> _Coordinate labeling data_
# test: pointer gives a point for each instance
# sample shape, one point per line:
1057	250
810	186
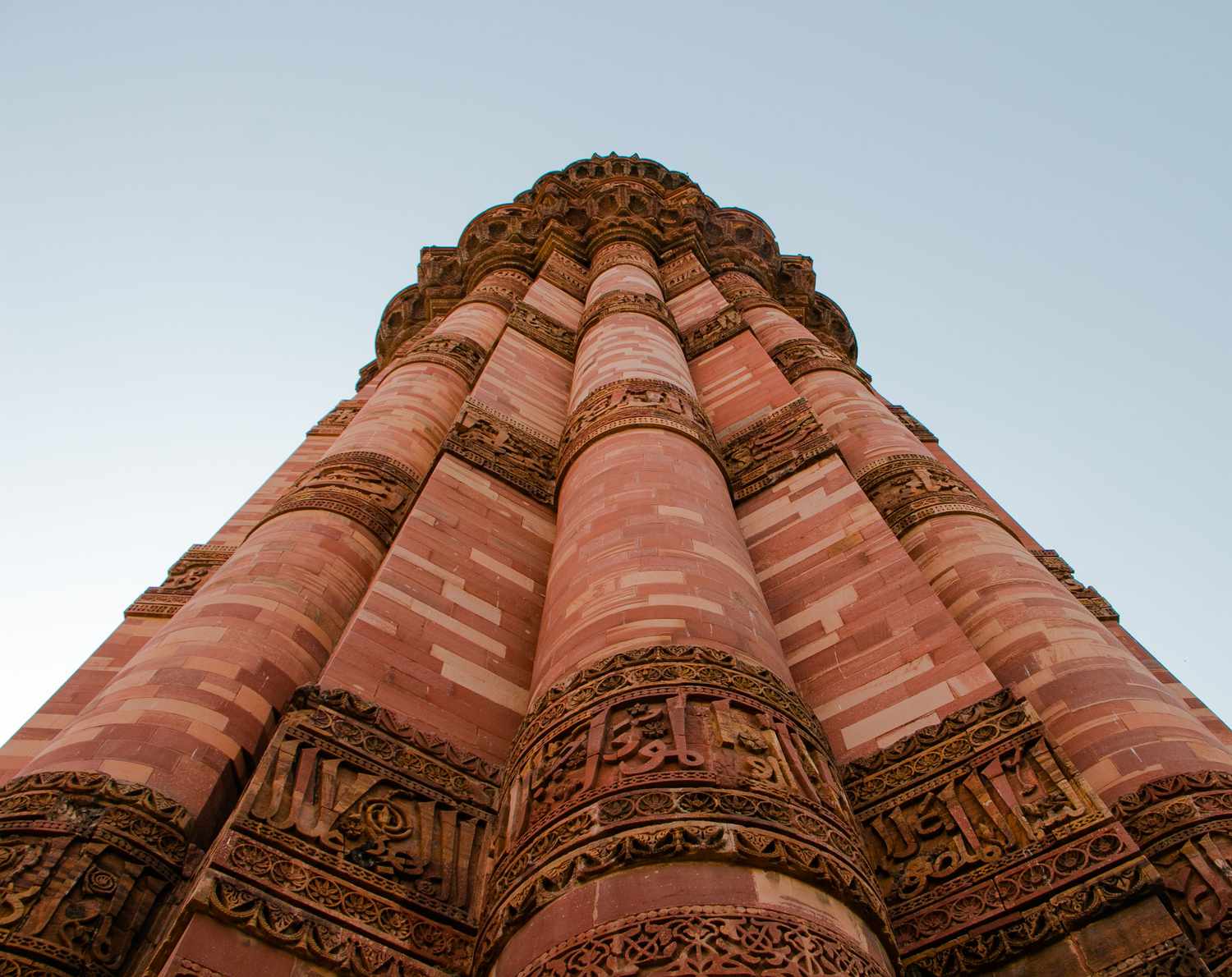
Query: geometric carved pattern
774	447
660	755
986	842
709	940
908	489
85	860
182	583
505	448
372	489
359	843
1184	826
635	403
1088	597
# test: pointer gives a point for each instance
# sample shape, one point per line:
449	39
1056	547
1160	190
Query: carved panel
709	940
545	330
1184	824
716	330
908	489
84	864
505	448
372	489
986	842
182	580
362	828
774	447
1088	597
633	403
620	300
668	753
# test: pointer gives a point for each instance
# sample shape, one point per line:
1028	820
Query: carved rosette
717	329
908	489
1184	826
182	580
84	864
986	841
460	354
544	329
1088	597
359	844
774	448
633	403
374	489
621	300
662	755
709	939
502	446
800	356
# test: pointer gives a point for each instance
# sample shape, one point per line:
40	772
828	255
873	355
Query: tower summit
618	626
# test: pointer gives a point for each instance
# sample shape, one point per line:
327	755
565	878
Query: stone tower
618	626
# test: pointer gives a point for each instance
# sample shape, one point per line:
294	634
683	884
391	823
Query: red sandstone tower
618	627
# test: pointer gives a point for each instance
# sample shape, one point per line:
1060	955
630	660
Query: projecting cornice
596	201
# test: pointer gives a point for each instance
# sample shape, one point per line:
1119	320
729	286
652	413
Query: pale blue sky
1023	209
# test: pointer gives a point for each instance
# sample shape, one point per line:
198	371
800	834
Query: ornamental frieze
1184	826
374	489
1088	597
85	861
660	755
544	329
774	448
504	447
182	580
907	489
985	841
633	403
716	330
709	939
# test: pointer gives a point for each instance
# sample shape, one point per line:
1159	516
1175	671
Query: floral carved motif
986	842
908	489
372	489
668	755
182	580
774	447
1184	826
545	330
709	940
505	448
85	863
1088	597
633	403
716	330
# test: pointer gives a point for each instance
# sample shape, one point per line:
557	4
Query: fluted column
668	799
157	759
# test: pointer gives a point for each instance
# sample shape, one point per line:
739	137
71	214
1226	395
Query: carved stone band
372	489
633	403
504	447
800	356
544	329
669	753
85	860
774	447
716	330
710	939
908	489
460	354
182	583
1184	826
638	302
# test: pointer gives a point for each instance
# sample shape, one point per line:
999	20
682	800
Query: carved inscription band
372	489
908	489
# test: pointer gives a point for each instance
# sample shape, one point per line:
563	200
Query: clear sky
1023	209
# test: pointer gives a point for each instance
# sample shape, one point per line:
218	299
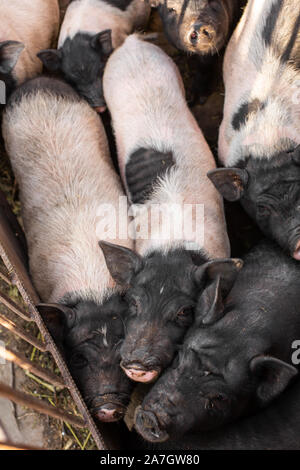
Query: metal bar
26	400
14	307
11	326
25	364
4	277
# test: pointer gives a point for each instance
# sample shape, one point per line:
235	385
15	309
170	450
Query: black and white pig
163	160
237	357
260	133
202	28
25	28
90	31
59	153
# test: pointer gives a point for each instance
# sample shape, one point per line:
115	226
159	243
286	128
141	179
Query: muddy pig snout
109	413
137	372
201	36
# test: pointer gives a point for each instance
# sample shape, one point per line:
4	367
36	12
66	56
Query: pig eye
79	360
184	314
135	305
263	211
194	37
214	6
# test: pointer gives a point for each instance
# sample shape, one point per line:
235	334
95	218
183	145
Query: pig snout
109	413
201	36
107	409
148	426
100	109
140	373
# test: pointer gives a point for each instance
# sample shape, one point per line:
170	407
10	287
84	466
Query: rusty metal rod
11	326
5	277
25	364
26	400
14	307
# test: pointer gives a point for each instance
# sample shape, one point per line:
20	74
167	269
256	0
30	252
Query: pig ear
274	375
55	317
51	59
103	42
121	262
296	155
9	54
223	274
230	182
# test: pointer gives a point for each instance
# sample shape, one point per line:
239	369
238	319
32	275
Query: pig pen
24	339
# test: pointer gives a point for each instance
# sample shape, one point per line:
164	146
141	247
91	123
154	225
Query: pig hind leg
144	168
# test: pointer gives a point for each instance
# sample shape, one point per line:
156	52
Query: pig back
60	157
145	95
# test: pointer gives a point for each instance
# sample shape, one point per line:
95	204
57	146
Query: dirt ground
30	427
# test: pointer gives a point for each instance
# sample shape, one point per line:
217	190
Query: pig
24	30
238	355
90	31
273	428
260	133
59	154
163	159
201	28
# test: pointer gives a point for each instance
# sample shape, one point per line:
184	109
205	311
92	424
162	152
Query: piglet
163	160
201	28
237	357
90	31
59	153
25	29
259	141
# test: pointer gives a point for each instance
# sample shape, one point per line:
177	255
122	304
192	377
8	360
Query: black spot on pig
121	4
269	190
9	54
241	116
90	337
161	292
236	358
81	61
143	170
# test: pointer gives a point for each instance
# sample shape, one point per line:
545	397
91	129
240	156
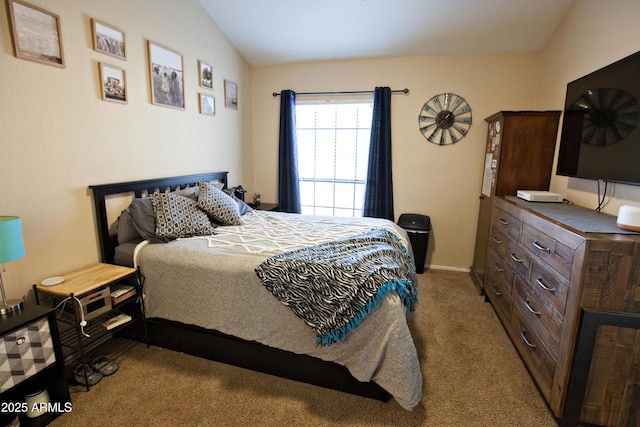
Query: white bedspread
211	282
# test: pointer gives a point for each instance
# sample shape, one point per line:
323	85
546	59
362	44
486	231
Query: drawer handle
531	310
543	286
540	247
523	332
495	291
516	259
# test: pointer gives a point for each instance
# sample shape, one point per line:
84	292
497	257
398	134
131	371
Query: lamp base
10	306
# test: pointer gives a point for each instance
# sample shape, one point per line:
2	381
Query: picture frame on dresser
36	34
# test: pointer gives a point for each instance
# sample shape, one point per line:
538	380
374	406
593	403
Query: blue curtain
378	195
288	189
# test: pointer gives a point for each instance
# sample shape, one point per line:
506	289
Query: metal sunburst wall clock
445	119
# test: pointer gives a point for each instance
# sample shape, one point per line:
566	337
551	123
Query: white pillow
220	207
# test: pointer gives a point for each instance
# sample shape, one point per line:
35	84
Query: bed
203	297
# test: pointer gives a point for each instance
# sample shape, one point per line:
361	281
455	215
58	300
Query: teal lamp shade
11	248
11	244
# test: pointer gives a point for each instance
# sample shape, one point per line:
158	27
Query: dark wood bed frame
212	344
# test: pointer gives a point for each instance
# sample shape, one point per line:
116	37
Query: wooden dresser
518	156
545	263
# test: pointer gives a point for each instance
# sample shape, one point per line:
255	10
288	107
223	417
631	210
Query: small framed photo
113	83
167	80
36	34
108	39
205	73
207	104
230	94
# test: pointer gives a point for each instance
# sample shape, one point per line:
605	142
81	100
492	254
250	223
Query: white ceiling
270	32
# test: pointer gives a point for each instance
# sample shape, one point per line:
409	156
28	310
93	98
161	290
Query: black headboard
149	186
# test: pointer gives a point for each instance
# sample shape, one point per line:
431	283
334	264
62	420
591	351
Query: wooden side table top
84	280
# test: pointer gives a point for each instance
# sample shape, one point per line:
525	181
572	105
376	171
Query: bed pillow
190	192
144	220
242	206
179	216
220	207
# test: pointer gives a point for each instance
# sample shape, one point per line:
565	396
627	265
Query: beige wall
593	35
440	181
59	137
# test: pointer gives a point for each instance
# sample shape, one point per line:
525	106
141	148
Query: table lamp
11	248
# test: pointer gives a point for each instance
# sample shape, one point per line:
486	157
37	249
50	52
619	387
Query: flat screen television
600	136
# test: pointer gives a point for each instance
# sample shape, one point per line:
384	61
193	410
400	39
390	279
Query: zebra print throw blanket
333	286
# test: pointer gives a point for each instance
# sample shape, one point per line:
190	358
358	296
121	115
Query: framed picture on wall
207	104
113	83
108	39
205	73
230	95
36	34
167	79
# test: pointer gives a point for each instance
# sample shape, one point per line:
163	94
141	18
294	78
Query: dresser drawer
538	312
518	259
547	249
539	359
499	284
25	352
550	286
506	223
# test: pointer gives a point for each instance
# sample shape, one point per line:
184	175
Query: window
333	153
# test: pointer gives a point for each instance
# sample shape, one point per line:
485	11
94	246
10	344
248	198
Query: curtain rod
405	91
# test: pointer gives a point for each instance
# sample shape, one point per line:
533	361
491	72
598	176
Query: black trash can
418	228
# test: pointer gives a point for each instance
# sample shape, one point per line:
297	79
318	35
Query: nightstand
87	307
265	206
31	361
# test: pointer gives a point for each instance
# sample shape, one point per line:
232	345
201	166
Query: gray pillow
177	216
242	206
190	192
126	230
220	207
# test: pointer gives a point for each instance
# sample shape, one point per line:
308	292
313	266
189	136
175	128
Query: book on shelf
120	293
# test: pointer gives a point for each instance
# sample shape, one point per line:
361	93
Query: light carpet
472	375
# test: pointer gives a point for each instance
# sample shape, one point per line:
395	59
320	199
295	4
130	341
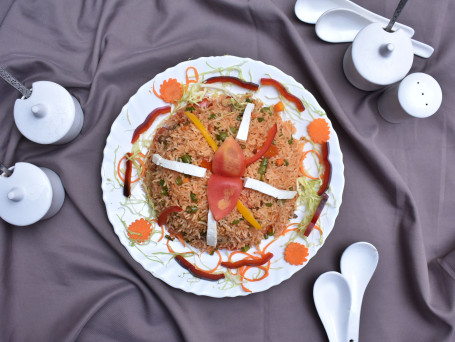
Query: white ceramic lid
25	196
420	95
382	57
47	115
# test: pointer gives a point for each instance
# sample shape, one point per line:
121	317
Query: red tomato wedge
229	160
223	194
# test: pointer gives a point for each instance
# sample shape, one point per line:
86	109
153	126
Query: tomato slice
229	160
222	194
271	152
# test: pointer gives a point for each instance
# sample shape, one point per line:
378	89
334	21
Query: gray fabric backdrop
69	278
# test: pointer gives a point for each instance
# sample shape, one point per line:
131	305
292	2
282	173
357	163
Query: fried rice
179	139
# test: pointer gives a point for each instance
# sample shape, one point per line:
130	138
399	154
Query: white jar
50	115
30	194
378	58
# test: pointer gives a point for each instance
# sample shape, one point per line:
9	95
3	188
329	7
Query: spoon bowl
309	11
332	297
342	26
358	263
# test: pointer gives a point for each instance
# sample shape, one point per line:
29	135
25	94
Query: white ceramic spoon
309	12
358	264
332	297
342	25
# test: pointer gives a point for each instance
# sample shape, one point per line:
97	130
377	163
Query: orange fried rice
179	139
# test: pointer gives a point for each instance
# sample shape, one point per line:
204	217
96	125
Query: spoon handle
395	15
15	83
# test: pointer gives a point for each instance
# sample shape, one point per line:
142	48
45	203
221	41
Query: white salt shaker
418	95
378	58
50	115
30	194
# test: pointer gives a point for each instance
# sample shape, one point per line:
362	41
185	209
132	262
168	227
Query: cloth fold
69	278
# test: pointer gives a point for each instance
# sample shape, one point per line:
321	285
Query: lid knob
39	110
387	49
15	194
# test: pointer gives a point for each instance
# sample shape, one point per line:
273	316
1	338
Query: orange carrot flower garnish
171	90
139	231
319	131
296	253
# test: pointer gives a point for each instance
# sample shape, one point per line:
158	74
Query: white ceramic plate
154	256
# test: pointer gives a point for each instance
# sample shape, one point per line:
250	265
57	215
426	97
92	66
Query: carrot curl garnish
248	262
319	131
296	253
198	272
128	171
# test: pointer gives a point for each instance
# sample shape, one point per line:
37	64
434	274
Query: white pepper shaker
418	95
50	115
30	194
378	58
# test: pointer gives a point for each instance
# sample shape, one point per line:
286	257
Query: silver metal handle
15	83
395	15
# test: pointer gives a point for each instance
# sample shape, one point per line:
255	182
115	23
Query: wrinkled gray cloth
69	278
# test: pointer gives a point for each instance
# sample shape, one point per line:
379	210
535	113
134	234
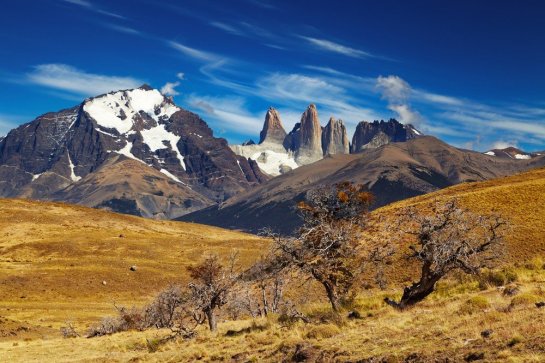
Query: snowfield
270	157
117	111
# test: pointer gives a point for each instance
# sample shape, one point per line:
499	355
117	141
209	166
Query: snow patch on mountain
156	137
171	176
272	162
271	158
73	175
117	110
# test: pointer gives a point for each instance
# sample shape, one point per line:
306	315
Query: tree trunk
264	300
416	292
332	296
211	317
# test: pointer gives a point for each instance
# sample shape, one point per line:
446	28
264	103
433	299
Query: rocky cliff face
59	150
369	135
273	130
278	153
335	138
309	137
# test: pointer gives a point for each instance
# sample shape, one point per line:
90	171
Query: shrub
69	331
474	305
496	278
323	331
535	263
107	326
517	339
523	300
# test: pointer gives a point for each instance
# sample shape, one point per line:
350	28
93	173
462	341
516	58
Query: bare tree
327	248
447	238
211	286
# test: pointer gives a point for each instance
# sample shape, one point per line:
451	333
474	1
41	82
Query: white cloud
336	47
393	89
500	144
89	6
70	79
193	52
123	29
229	113
226	28
407	115
169	89
397	92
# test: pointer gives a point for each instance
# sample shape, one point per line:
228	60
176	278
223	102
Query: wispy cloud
91	7
70	79
169	89
227	113
227	28
333	47
123	29
193	52
396	92
262	4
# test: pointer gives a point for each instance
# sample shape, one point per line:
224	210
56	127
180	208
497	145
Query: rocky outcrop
308	138
273	130
59	150
335	138
369	135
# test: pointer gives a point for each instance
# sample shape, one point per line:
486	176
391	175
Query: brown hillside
54	258
518	198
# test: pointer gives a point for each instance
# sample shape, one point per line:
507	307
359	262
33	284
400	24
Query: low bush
323	331
523	300
474	305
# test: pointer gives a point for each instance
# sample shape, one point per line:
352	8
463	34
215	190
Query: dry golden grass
439	328
519	198
53	259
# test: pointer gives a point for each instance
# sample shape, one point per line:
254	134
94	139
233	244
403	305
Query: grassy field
61	262
54	260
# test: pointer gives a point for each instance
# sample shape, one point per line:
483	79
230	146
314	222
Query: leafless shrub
69	331
211	286
163	311
108	325
328	247
448	238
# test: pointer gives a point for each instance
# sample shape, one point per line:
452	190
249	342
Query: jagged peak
146	87
273	129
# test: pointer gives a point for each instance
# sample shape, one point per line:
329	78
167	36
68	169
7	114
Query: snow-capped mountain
74	155
279	152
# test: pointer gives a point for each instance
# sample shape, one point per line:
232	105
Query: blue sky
469	72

> _TASK REQUIREMENTS_
Locate each line in the material above that holds the word "shaker", and copy those lines.

> _THE OUTPUT_
Query: white salt shaker
Query: white pepper shaker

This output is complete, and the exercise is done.